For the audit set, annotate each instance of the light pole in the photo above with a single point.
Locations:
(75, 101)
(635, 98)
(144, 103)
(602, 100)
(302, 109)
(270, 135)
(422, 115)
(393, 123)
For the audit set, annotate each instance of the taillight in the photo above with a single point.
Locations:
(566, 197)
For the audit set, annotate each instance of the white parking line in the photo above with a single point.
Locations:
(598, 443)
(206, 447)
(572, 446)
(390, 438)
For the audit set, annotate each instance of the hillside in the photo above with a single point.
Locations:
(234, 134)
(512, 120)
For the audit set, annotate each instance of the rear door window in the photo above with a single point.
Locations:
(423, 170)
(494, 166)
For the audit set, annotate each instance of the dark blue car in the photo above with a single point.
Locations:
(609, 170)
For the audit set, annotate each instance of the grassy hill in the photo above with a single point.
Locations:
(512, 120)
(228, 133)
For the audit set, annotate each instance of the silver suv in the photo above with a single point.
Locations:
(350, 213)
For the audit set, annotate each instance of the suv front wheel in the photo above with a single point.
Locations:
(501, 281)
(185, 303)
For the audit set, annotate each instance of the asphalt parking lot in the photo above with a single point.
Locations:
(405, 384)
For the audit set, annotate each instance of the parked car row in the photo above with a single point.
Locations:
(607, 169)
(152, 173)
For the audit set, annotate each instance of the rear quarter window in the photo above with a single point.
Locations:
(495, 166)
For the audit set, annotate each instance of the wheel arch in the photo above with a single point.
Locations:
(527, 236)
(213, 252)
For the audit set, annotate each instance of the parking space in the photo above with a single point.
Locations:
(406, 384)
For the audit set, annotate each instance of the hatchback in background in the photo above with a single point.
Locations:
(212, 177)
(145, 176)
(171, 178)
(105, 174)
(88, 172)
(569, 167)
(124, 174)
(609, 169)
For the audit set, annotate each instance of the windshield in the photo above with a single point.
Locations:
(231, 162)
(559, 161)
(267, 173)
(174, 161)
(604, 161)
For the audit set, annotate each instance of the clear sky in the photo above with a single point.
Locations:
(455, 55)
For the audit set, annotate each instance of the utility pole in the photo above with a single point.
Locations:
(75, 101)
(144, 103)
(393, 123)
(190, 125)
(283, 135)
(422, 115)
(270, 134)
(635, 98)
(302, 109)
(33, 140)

##############################

- YOUR TASK:
Convert all of the records above to a two-column CSV with the header row text,answer. Give one row per record: its wording under text and its listed points under answer. Quote each field and replace any line breaks with spaces.

- WRITTEN ANSWER:
text,answer
"For the audit set, annotate each instance of the light pole in the photo above with a single point. Locations:","(75, 101) (635, 98) (144, 103) (602, 100) (302, 109) (270, 135) (422, 115) (393, 123)"
"For the audit set, annotate each instance of the taillight in the photo above with a single point. Locations:","(566, 197)"
"For the audit set, annotate each instance of the white parking line in the photo above with a single point. Locations:","(598, 443) (206, 447) (572, 446) (390, 438)"
"For the audit set, annotate each instance of the hillside in the photo above with a single point. Locations:","(234, 134) (512, 120)"
"For the audit set, annotate each instance of the rear door window in the photo above with a single point. Locations:","(423, 170) (494, 166)"
"For the audit set, annotate each instance of the dark blue car in the photo above with a single point. Locations:","(609, 170)"
"For the audit set, annotate each instance of the grassy hill in the photo above with a single point. Locations:","(512, 120) (228, 133)"
"For the audit set, annotate each instance of the silver suv in the photo above with a single point. Locations:","(350, 213)"
"For the audit set, annotate each instance of the suv front wheel in the photo above with a single point. Locations:","(501, 281) (185, 303)"
"For the audit set, annotate each instance of the asphalt parking lot in the photo above with a single point. Locations:","(405, 384)"
"For the audit set, annotate each instance of the parked car row in the photo above with a single point. Locations:","(607, 169) (152, 173)"
"For the audit set, annotate each instance of the rear quarter window in the photo above with a single point. Locations:","(495, 166)"
"For the audit set, annotate each instance of the wheel arch in the photo above with a single point. Locations:","(527, 236) (213, 252)"
"For the audit set, annotate each instance of the parking space in the photo above with a single point. Locations:","(406, 384)"
"For the audit set, annotate each instance of the hatchback in background in the photo above with a single point. Locations:","(212, 177) (145, 176) (171, 178) (105, 174) (88, 172) (569, 167) (124, 174) (609, 169)"
"For the audit set, annotate each instance of the windshield in the photo above with a single point. Locations:","(231, 162) (559, 161) (267, 173) (174, 161) (604, 161)"
"For the audit set, annotate each instance of the clear sky in the photo above with a single point. Locations:","(455, 55)"
"For the audit set, annotate each instance of the utility pole in the photo above with a single point. Locations:","(75, 101) (144, 103) (393, 123) (190, 125) (283, 135) (422, 115) (270, 134) (635, 98) (302, 109) (33, 140)"